__Material supplied__.
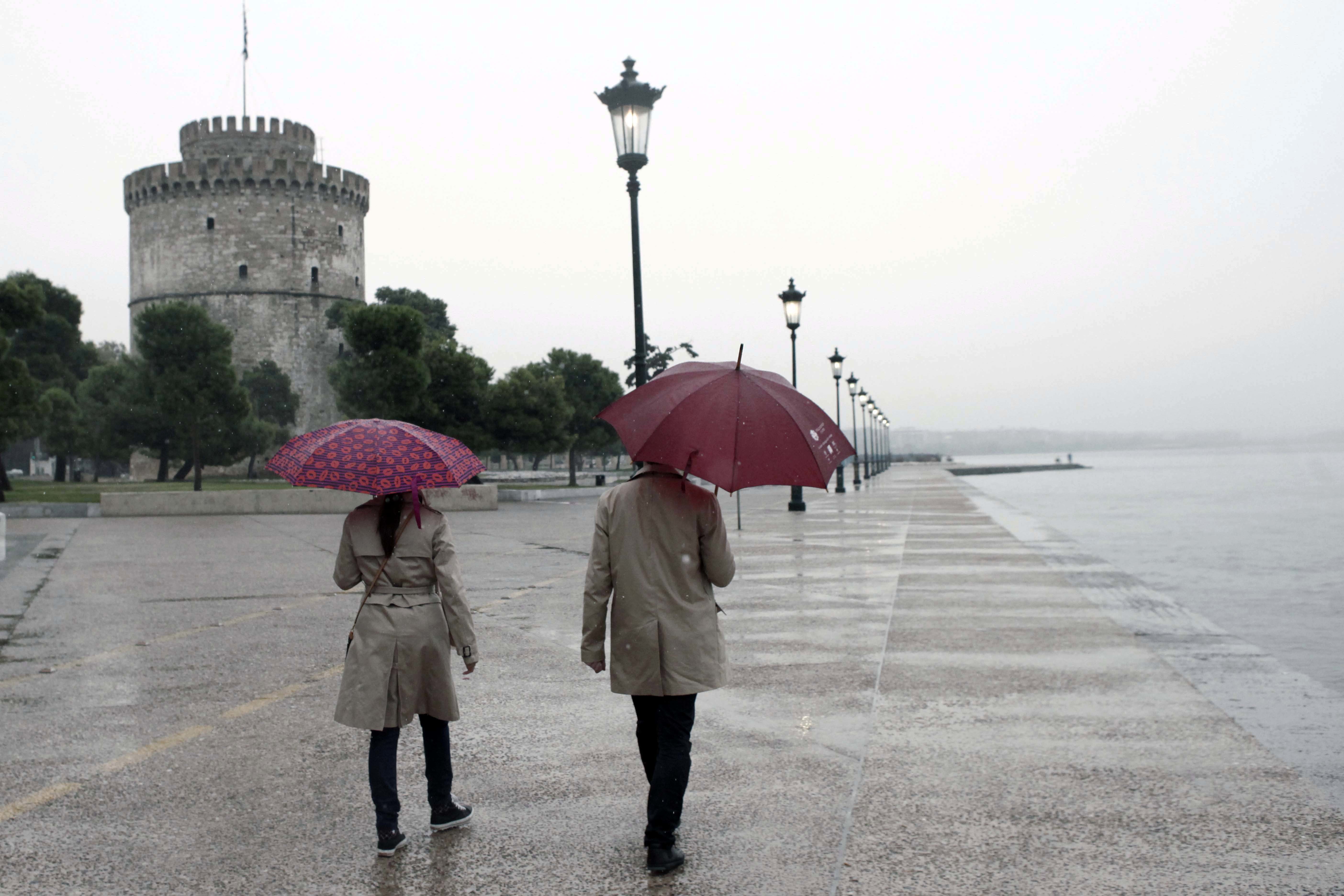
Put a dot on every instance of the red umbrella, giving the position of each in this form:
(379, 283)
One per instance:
(730, 425)
(375, 457)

__Given task__.
Copy every line of the records above word for word, leaving out the pictures.

__Answer for the task__.
Put a dot on every instance of the red umbrella, giving the position of each in this form:
(379, 283)
One per instance:
(730, 425)
(375, 457)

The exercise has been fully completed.